To do → Write out exactly the lines that run from the one containing "Where can you find the goalie helmet" to the end of the entries below, with both end lines included.

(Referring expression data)
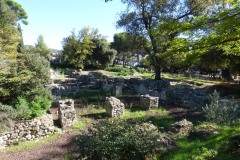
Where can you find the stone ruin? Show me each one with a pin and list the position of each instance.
(148, 102)
(114, 107)
(183, 127)
(117, 90)
(66, 113)
(27, 130)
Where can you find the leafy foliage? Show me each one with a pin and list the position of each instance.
(119, 140)
(223, 113)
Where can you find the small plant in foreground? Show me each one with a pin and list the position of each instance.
(221, 112)
(119, 140)
(204, 154)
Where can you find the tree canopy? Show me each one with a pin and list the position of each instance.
(181, 29)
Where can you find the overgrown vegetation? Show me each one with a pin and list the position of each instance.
(221, 112)
(119, 140)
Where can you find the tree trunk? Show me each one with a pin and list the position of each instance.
(157, 71)
(124, 65)
(226, 74)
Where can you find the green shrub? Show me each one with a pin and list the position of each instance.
(5, 117)
(22, 109)
(121, 71)
(205, 154)
(119, 140)
(39, 106)
(221, 112)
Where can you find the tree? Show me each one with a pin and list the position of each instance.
(127, 45)
(76, 48)
(10, 76)
(23, 72)
(42, 48)
(102, 56)
(162, 22)
(122, 45)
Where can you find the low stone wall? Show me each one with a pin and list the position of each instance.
(149, 102)
(28, 130)
(66, 113)
(114, 107)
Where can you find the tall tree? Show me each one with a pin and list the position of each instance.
(143, 17)
(42, 48)
(76, 48)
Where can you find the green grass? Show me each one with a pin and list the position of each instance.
(90, 95)
(190, 148)
(180, 77)
(23, 146)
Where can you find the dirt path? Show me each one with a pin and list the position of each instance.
(55, 150)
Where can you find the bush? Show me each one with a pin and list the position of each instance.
(119, 140)
(39, 106)
(221, 112)
(204, 154)
(22, 109)
(121, 71)
(6, 116)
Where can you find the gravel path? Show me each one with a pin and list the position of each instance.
(55, 150)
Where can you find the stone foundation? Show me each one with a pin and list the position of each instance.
(114, 107)
(183, 127)
(28, 130)
(117, 90)
(148, 102)
(66, 113)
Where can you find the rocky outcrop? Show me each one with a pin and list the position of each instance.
(66, 113)
(148, 102)
(114, 107)
(28, 130)
(185, 97)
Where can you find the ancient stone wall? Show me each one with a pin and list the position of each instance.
(114, 107)
(66, 113)
(148, 102)
(28, 130)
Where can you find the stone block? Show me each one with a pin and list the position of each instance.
(67, 113)
(148, 102)
(117, 90)
(114, 107)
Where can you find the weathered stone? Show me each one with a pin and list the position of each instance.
(149, 102)
(183, 127)
(117, 90)
(186, 97)
(67, 113)
(114, 107)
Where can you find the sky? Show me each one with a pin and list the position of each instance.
(55, 19)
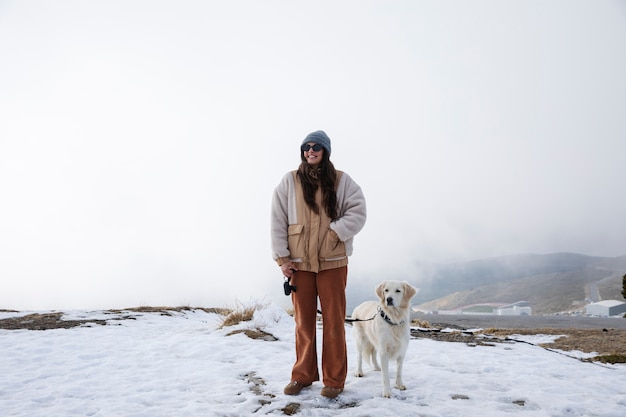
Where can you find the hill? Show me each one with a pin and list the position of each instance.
(550, 283)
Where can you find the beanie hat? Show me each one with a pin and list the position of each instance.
(319, 137)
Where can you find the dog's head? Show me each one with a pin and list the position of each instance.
(395, 294)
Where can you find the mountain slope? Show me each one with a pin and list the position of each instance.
(547, 293)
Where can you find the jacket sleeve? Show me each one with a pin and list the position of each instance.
(352, 209)
(280, 221)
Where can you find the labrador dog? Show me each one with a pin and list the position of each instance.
(383, 328)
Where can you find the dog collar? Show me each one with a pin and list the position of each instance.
(386, 317)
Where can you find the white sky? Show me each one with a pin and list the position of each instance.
(140, 141)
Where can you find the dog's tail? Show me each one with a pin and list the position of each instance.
(369, 355)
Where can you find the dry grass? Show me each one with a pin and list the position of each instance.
(240, 314)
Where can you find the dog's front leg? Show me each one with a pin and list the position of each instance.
(359, 361)
(384, 361)
(399, 383)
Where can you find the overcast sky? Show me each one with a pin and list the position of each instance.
(140, 141)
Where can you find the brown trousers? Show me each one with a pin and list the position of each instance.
(330, 287)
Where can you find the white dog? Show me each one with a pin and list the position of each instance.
(383, 328)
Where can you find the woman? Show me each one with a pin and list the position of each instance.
(316, 211)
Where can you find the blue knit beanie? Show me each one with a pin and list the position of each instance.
(319, 137)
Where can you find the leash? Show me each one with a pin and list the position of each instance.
(351, 320)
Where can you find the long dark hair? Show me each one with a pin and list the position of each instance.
(325, 176)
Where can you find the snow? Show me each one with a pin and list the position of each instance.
(185, 365)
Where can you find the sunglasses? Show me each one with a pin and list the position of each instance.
(306, 147)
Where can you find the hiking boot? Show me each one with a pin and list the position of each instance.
(330, 392)
(294, 388)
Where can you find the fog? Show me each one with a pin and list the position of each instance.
(140, 141)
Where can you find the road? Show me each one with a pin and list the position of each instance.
(467, 321)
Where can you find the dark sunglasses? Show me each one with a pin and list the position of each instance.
(306, 147)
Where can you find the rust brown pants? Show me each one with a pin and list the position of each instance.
(330, 287)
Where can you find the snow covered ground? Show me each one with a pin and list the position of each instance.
(184, 365)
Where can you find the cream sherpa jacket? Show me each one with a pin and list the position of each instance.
(308, 239)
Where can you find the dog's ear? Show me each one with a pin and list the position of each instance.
(409, 290)
(379, 291)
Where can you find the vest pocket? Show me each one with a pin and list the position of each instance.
(295, 241)
(332, 249)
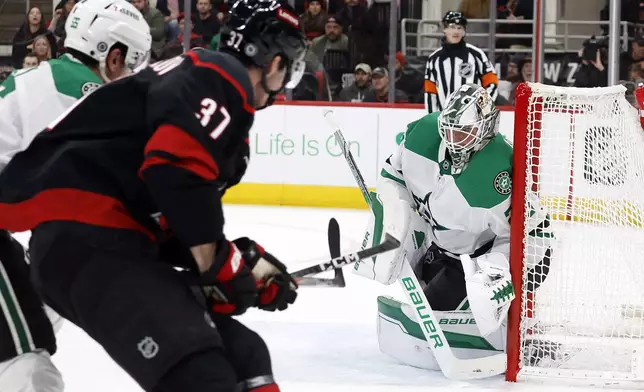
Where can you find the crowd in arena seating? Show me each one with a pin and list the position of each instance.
(348, 54)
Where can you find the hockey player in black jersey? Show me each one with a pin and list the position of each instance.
(127, 186)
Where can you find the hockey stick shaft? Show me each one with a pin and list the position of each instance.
(388, 244)
(333, 234)
(452, 367)
(346, 151)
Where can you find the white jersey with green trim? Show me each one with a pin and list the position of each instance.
(30, 99)
(469, 212)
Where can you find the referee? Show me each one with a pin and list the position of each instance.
(455, 64)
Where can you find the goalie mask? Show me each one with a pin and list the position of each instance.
(468, 122)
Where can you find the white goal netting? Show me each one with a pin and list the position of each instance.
(584, 151)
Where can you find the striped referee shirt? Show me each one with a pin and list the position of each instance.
(453, 65)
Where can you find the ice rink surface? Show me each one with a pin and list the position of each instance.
(325, 342)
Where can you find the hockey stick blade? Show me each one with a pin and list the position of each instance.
(334, 251)
(390, 243)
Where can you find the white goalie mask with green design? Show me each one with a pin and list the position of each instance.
(468, 122)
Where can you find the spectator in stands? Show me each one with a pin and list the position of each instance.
(631, 11)
(57, 23)
(175, 47)
(333, 39)
(207, 24)
(366, 43)
(42, 48)
(214, 42)
(361, 87)
(512, 77)
(591, 73)
(476, 9)
(635, 55)
(636, 77)
(22, 42)
(380, 82)
(30, 61)
(519, 70)
(516, 10)
(313, 19)
(155, 20)
(408, 80)
(170, 11)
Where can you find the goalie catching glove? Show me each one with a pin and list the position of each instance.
(489, 289)
(639, 96)
(244, 275)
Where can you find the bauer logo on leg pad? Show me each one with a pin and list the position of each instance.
(416, 296)
(148, 347)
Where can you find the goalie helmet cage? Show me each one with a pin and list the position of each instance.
(581, 151)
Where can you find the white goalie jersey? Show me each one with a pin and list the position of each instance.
(463, 214)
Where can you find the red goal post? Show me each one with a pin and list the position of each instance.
(581, 151)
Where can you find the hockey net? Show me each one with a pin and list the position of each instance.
(581, 151)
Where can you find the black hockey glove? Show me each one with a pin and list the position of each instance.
(229, 283)
(277, 289)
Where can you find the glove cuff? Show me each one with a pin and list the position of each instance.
(228, 261)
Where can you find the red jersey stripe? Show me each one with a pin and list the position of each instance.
(67, 204)
(196, 61)
(190, 154)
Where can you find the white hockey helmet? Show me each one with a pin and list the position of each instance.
(467, 123)
(94, 26)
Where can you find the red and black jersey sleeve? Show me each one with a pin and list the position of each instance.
(199, 112)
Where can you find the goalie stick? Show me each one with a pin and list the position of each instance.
(334, 250)
(452, 367)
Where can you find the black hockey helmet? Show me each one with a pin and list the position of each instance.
(256, 31)
(455, 17)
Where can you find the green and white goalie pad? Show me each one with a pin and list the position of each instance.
(400, 336)
(393, 214)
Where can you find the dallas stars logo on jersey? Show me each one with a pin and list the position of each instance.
(503, 183)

Exercise result →
Where can you find the goalie helmet cage? Show me each one with a pin and list the position of each instance.
(581, 151)
Where can you find the white goalie jersey? Show me each one with a pin and list the position of each instance.
(463, 214)
Where can you find the red goal post? Show me each one with a pin and list the position of each instance.
(581, 151)
Where can you find the hockey net? Show me each one with a pin and list the position of each instance.
(581, 151)
Where can you find the black hockey glove? Show me each one with a pin and list the position of each instance.
(229, 283)
(277, 289)
Where can you find the glove cuff? Show me each one with a pin and list the position of each instance.
(228, 261)
Where can you find the red jersey stripe? Show me each one with a pin and list the position of each instance.
(67, 204)
(196, 61)
(190, 154)
Where can you find the white hockey helmet? Show me each one with a pin and list the position of each instance.
(467, 123)
(94, 26)
Where can you find the red and black jersey sleeve? Show me each one with a pin and list the position of each instance.
(199, 112)
Where can you find the goalie stick? Show me each one with a pin and list the position of each instance.
(334, 250)
(452, 367)
Where can you find the black hockey helmet? Show me each one with a pin and list the position of each instance.
(256, 31)
(455, 17)
Where can you find the green and white goalie pad? Show me each one with a pin and list the position of each instance.
(400, 336)
(393, 214)
Where can you find the dallas stars logo on jersey? Show me each one with a pin and list the position of each instance.
(503, 183)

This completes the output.